What is asked = Every line of the material is to be repeated exactly as it stands.

##### Supplied material

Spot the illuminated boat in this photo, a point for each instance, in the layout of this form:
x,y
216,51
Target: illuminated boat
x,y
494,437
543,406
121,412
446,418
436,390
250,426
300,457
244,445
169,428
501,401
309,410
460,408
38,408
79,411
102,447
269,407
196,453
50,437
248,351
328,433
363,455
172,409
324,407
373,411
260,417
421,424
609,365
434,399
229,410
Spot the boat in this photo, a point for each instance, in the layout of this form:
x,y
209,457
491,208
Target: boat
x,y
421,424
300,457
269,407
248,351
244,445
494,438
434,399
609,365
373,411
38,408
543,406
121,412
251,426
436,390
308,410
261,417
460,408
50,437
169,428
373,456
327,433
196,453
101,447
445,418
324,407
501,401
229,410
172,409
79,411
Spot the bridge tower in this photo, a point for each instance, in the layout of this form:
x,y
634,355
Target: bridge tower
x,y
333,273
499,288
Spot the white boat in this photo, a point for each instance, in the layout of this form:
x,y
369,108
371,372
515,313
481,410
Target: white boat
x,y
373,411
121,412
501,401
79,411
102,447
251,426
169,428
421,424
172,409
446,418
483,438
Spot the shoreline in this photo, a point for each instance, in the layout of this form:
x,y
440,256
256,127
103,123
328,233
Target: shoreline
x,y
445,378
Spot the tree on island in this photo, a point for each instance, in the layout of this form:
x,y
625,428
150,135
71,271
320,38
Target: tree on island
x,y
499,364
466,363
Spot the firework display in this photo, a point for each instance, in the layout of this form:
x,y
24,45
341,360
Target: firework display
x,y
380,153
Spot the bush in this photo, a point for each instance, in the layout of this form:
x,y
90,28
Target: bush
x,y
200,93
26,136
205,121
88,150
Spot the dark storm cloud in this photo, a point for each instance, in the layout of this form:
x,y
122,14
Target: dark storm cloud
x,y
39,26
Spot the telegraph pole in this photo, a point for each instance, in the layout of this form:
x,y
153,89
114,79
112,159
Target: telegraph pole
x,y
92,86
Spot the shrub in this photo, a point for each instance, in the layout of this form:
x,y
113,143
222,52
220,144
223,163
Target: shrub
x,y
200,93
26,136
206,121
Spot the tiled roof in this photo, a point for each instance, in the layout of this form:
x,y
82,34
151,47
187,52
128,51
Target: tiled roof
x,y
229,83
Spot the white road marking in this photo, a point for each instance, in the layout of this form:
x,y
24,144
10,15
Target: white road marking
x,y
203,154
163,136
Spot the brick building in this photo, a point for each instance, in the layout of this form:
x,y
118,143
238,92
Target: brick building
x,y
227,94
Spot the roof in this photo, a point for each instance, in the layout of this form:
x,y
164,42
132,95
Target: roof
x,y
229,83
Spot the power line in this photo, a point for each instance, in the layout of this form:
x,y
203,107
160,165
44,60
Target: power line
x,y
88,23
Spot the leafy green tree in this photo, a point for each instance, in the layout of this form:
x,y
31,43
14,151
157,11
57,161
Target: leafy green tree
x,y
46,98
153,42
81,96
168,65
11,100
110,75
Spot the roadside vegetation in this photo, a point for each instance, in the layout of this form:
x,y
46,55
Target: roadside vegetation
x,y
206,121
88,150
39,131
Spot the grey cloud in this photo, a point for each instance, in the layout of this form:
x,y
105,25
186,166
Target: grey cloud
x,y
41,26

##########

Result below =
Spot the illuminated boat in this photo, a point for each instance, in the layout of this form:
x,y
216,51
Target: illuminated boat
x,y
494,437
543,406
121,412
446,418
436,390
250,426
300,457
244,445
169,428
501,401
309,410
460,408
38,408
79,411
102,447
269,407
196,453
50,437
248,351
328,433
363,455
172,409
324,407
373,411
260,417
421,424
609,365
434,399
229,410
Spot the boat in this photo, a point for each instance, in the layout of this form:
x,y
209,457
491,208
Target: boat
x,y
421,424
300,457
269,407
248,351
244,445
494,438
434,399
609,365
373,411
38,408
543,406
121,412
251,426
436,390
308,410
261,417
460,408
50,437
169,428
373,456
327,433
196,453
101,447
445,418
324,407
501,401
229,410
172,409
79,411
Spot the bridge tower in this photo, a point for each instance, in the layout of this form:
x,y
634,355
Target: bridge tower
x,y
333,273
499,288
Spot the white boat in this photo, a point for each instance, in the layout of this form:
x,y
369,108
371,372
515,313
481,410
Target: white boat
x,y
373,411
121,412
501,401
79,411
102,447
251,426
169,428
421,424
172,409
446,418
483,438
Spot the shoreline in this photo, a point for each instance, in the layout of this form:
x,y
440,256
256,127
103,123
328,233
Target: shoreline
x,y
445,378
Spot the tree on island in this photo, a point for each instance, in the layout of this form:
x,y
625,428
150,135
71,271
320,38
Target: tree on island
x,y
499,364
466,363
Spot the firework display in this photo, a point for each instance, in the layout of this form:
x,y
24,45
341,360
Target: firework display
x,y
380,153
Spot the bush in this photo, a point for each instance, in the layout of this form:
x,y
90,28
Target: bush
x,y
200,93
26,136
205,121
88,150
Spot the dark storm cloud in this photo, a point for each instance, in the layout of this form:
x,y
122,14
Target: dark storm cloud
x,y
39,26
Spot the telegraph pole in this photo, a point for each instance, in the layout of this form:
x,y
153,89
114,79
112,159
Target: telegraph pole
x,y
92,86
Spot the shrub in this photo, a point for each instance, in the layout of this form:
x,y
113,143
222,52
220,144
223,163
Target: shrub
x,y
200,93
26,136
206,121
Spot the tiled roof in this photo, a point for each instance, in the layout of this form:
x,y
82,34
151,47
187,52
128,51
Target: tiled roof
x,y
229,83
Spot the white road marking in this photo, a point for each instance, in the layout of this form:
x,y
24,144
10,15
Target: white road marking
x,y
203,154
163,136
Spot the brick building in this photo, a point for each instance, in the layout of this form:
x,y
118,143
238,92
Target: brick building
x,y
227,94
Spot the roof in this photo, a point for each instance, in the layout of this form:
x,y
164,42
132,95
Target: roof
x,y
229,83
Spot the power line in this photo, a point for each instance, in the layout of this form:
x,y
203,107
160,165
44,60
Target: power line
x,y
88,23
Spot the leafy green tree in this photo, a point for each instance, in the layout of this form:
x,y
31,43
14,151
157,11
57,161
Target: leafy green tree
x,y
46,98
153,42
81,96
168,65
11,100
110,75
Spot the roadside vegetation in this photo, a point for each instance, in the layout of this form:
x,y
46,55
Target: roadside vegetation
x,y
206,121
88,150
39,131
Spot the grey cloud in this photo, a point for each instance, in the layout of this form:
x,y
105,25
186,166
Target: grey cloud
x,y
41,26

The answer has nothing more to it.